» Consigne A: Recopiez sans rien changer le passage du texte sur l'inauguration de l'espace d'exposition qui commence par les mots contenant « Le mardi 25 » et se termine par « de cette demande. ».
» Consigne B: Veuillez écrire la suite du texte sur l'inauguration de l'espace d'exposition, à partir de l'endroit où il s'arrête.
:: Texte choisi ::
Le mardi 25 janvier 2011, j’ai eu le plaisir d’être invité et à l’inauguration d’un espace d’exposition dans la chapelle de Saint-Erembert à Saint-Germain en Laye, un établissement scolaire sous tutelle de l’Oratoire. Ce projet est destiné à recevoir des expositions pouvant aider les visiteurs, chrétiens ou non, à mener un travail intérieur. Je mets en ligne ci-dessous la conférence écrite que j’aurais donnée si la bonne ambiance de cette manifestation ne m’avait incité à me lancer plutôt dans une prise de parole plus improvisée.
Mesdames, Messieurs,
Permettez-moi tout d’abord de remercier les autorités de ce lieu de m’avoir invité à prendre la parole devant vous, et, vous me pardonnerez madame le directeur, tout particulièrement mon ami le Révérend Père François Picart qui s’est fait le messager, et je suppose l’initiateur, de cette demande.
J’en suis très honoré même si je ne sais pas vraiment à quel titre je vous parle aujourd’hui et je souhaiterais instamment que les propos que je vais tenir ne soient entendus ni comme une conférence du directeur des études de l’Institut d’Etudes Supérieures des Arts, ni comme une catéchèse du chrétien que je suis. Je vous demanderais de me faire l’amitié de les entendre comme une réflexion personnelle à haute voix. Une réflexion dont le point d’appui, Cher François, sera l’unique phrase de ton mail d’invitation. Voici ce que tu m’as écrit : « Merci de contribuer à l’inauguration de cet espace d’exposition dont l’objectif est de rendre vivant un lieu très déserté en dehors des célébrations liturgiques, sans en dénaturer la vocation. D’où l’effort de nourrir et développer l’intériorité de ceux qui y passeront un moment. »
:::
:: Liste des données ::
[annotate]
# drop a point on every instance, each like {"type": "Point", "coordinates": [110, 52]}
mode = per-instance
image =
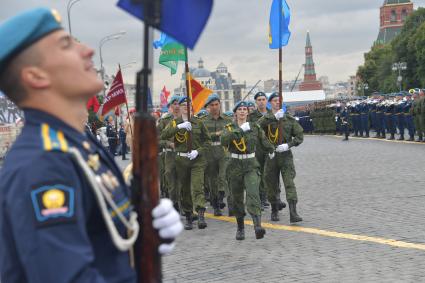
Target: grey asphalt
{"type": "Point", "coordinates": [362, 187]}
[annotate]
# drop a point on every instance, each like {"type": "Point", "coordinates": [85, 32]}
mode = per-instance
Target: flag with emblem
{"type": "Point", "coordinates": [114, 97]}
{"type": "Point", "coordinates": [199, 94]}
{"type": "Point", "coordinates": [171, 52]}
{"type": "Point", "coordinates": [184, 20]}
{"type": "Point", "coordinates": [164, 97]}
{"type": "Point", "coordinates": [94, 104]}
{"type": "Point", "coordinates": [280, 17]}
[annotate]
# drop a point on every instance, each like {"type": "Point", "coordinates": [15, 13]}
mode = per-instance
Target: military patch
{"type": "Point", "coordinates": [53, 204]}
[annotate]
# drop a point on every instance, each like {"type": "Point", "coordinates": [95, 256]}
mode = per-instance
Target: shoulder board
{"type": "Point", "coordinates": [290, 117]}
{"type": "Point", "coordinates": [53, 140]}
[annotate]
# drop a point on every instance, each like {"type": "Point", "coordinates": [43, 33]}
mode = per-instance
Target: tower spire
{"type": "Point", "coordinates": [310, 81]}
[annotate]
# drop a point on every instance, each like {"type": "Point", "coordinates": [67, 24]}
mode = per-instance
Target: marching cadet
{"type": "Point", "coordinates": [216, 156]}
{"type": "Point", "coordinates": [416, 113]}
{"type": "Point", "coordinates": [407, 110]}
{"type": "Point", "coordinates": [261, 101]}
{"type": "Point", "coordinates": [274, 125]}
{"type": "Point", "coordinates": [242, 138]}
{"type": "Point", "coordinates": [421, 112]}
{"type": "Point", "coordinates": [68, 216]}
{"type": "Point", "coordinates": [191, 161]}
{"type": "Point", "coordinates": [168, 154]}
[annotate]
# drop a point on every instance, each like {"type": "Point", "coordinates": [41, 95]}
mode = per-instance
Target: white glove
{"type": "Point", "coordinates": [245, 127]}
{"type": "Point", "coordinates": [279, 114]}
{"type": "Point", "coordinates": [185, 125]}
{"type": "Point", "coordinates": [167, 221]}
{"type": "Point", "coordinates": [193, 154]}
{"type": "Point", "coordinates": [282, 147]}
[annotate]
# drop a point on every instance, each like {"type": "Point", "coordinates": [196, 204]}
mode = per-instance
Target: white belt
{"type": "Point", "coordinates": [182, 154]}
{"type": "Point", "coordinates": [242, 156]}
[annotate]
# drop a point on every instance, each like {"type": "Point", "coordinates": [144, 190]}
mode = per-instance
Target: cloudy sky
{"type": "Point", "coordinates": [236, 34]}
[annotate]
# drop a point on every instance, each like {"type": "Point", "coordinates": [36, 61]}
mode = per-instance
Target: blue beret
{"type": "Point", "coordinates": [184, 99]}
{"type": "Point", "coordinates": [240, 104]}
{"type": "Point", "coordinates": [202, 113]}
{"type": "Point", "coordinates": [173, 99]}
{"type": "Point", "coordinates": [228, 113]}
{"type": "Point", "coordinates": [25, 29]}
{"type": "Point", "coordinates": [211, 98]}
{"type": "Point", "coordinates": [258, 94]}
{"type": "Point", "coordinates": [273, 95]}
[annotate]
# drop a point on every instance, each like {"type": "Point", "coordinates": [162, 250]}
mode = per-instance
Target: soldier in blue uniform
{"type": "Point", "coordinates": [407, 110]}
{"type": "Point", "coordinates": [399, 115]}
{"type": "Point", "coordinates": [65, 213]}
{"type": "Point", "coordinates": [364, 119]}
{"type": "Point", "coordinates": [380, 123]}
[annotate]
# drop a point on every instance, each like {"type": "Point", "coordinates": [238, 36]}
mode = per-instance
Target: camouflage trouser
{"type": "Point", "coordinates": [261, 158]}
{"type": "Point", "coordinates": [216, 173]}
{"type": "Point", "coordinates": [418, 124]}
{"type": "Point", "coordinates": [190, 182]}
{"type": "Point", "coordinates": [162, 180]}
{"type": "Point", "coordinates": [244, 175]}
{"type": "Point", "coordinates": [282, 163]}
{"type": "Point", "coordinates": [170, 176]}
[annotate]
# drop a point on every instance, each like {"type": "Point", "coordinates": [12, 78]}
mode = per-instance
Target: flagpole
{"type": "Point", "coordinates": [280, 69]}
{"type": "Point", "coordinates": [189, 96]}
{"type": "Point", "coordinates": [126, 105]}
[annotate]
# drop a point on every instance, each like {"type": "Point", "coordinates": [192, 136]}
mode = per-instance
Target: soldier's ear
{"type": "Point", "coordinates": [34, 78]}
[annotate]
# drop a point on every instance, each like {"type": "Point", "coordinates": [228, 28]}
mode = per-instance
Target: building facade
{"type": "Point", "coordinates": [310, 81]}
{"type": "Point", "coordinates": [393, 15]}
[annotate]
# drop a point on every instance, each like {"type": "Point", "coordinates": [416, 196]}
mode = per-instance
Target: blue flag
{"type": "Point", "coordinates": [182, 19]}
{"type": "Point", "coordinates": [279, 37]}
{"type": "Point", "coordinates": [163, 40]}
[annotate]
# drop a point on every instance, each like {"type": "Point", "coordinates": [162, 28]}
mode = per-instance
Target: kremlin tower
{"type": "Point", "coordinates": [393, 16]}
{"type": "Point", "coordinates": [310, 81]}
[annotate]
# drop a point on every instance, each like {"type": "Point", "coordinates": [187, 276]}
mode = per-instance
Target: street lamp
{"type": "Point", "coordinates": [128, 65]}
{"type": "Point", "coordinates": [399, 66]}
{"type": "Point", "coordinates": [101, 43]}
{"type": "Point", "coordinates": [68, 9]}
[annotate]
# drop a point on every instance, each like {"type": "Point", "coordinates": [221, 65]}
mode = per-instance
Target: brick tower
{"type": "Point", "coordinates": [393, 16]}
{"type": "Point", "coordinates": [310, 81]}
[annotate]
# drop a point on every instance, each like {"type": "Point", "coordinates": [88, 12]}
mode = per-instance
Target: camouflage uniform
{"type": "Point", "coordinates": [283, 163]}
{"type": "Point", "coordinates": [254, 117]}
{"type": "Point", "coordinates": [243, 173]}
{"type": "Point", "coordinates": [216, 160]}
{"type": "Point", "coordinates": [190, 173]}
{"type": "Point", "coordinates": [168, 163]}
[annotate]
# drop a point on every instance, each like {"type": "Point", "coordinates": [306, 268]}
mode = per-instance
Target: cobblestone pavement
{"type": "Point", "coordinates": [361, 187]}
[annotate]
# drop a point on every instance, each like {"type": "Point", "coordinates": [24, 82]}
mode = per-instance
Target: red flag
{"type": "Point", "coordinates": [115, 96]}
{"type": "Point", "coordinates": [93, 102]}
{"type": "Point", "coordinates": [164, 96]}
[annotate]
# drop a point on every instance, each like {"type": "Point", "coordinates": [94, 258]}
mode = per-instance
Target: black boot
{"type": "Point", "coordinates": [188, 225]}
{"type": "Point", "coordinates": [281, 205]}
{"type": "Point", "coordinates": [240, 233]}
{"type": "Point", "coordinates": [294, 217]}
{"type": "Point", "coordinates": [221, 203]}
{"type": "Point", "coordinates": [217, 210]}
{"type": "Point", "coordinates": [201, 221]}
{"type": "Point", "coordinates": [275, 213]}
{"type": "Point", "coordinates": [259, 231]}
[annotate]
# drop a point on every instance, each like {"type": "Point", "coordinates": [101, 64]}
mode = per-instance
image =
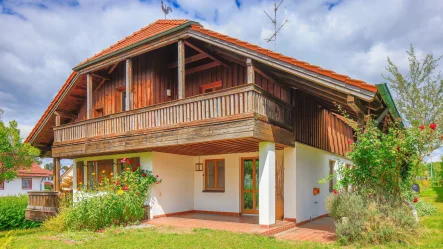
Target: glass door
{"type": "Point", "coordinates": [249, 185]}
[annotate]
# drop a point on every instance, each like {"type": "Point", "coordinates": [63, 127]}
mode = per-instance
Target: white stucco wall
{"type": "Point", "coordinates": [228, 201]}
{"type": "Point", "coordinates": [312, 165]}
{"type": "Point", "coordinates": [14, 187]}
{"type": "Point", "coordinates": [175, 193]}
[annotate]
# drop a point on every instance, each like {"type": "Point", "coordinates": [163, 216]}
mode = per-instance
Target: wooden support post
{"type": "Point", "coordinates": [88, 96]}
{"type": "Point", "coordinates": [57, 119]}
{"type": "Point", "coordinates": [56, 170]}
{"type": "Point", "coordinates": [251, 71]}
{"type": "Point", "coordinates": [358, 108]}
{"type": "Point", "coordinates": [129, 94]}
{"type": "Point", "coordinates": [181, 69]}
:::
» Réponse attendue A:
Le mardi 25 janvier 2011, j’ai eu le plaisir d’être invité et à l’inauguration d’un espace d’exposition dans la chapelle de Saint-Erembert à Saint-Germain en Laye, un établissement scolaire sous tutelle de l’Oratoire. Ce projet est destiné à recevoir des expositions pouvant aider les visiteurs, chrétiens ou non, à mener un travail intérieur. Je mets en ligne ci-dessous la conférence écrite que j’aurais donnée si la bonne ambiance de cette manifestation ne m’avait incité à me lancer plutôt dans une prise de parole plus improvisée.
Mesdames, Messieurs,
Permettez-moi tout d’abord de remercier les autorités de ce lieu de m’avoir invité à prendre la parole devant vous, et, vous me pardonnerez madame le directeur, tout particulièrement mon ami le Révérend Père François Picart qui s’est fait le messager, et je suppose l’initiateur, de cette demande.

» Réponse attendue B:
Je vais donc commencer par contribuer à l’inauguration de cet espace d’exposition en coupant le cordon ou en enlevant le voile qui le recouvre puisque c’est ainsi qu’on inaugure généralement les lieux ou les œuvres majeures qui y sont exposées. Couper le cordon ou dévoiler, Mesdames, Messieurs, c’est permettre l’accès direct à la chose que l’on inaugure. Or ici, ce que je dois contribuer à inaugurer c’est tout à la fois un lieu culturel et un lieu de culte ou pour reprendre ton expression un lieu culturel qui ne dénature pas la vocation du lieu de culte.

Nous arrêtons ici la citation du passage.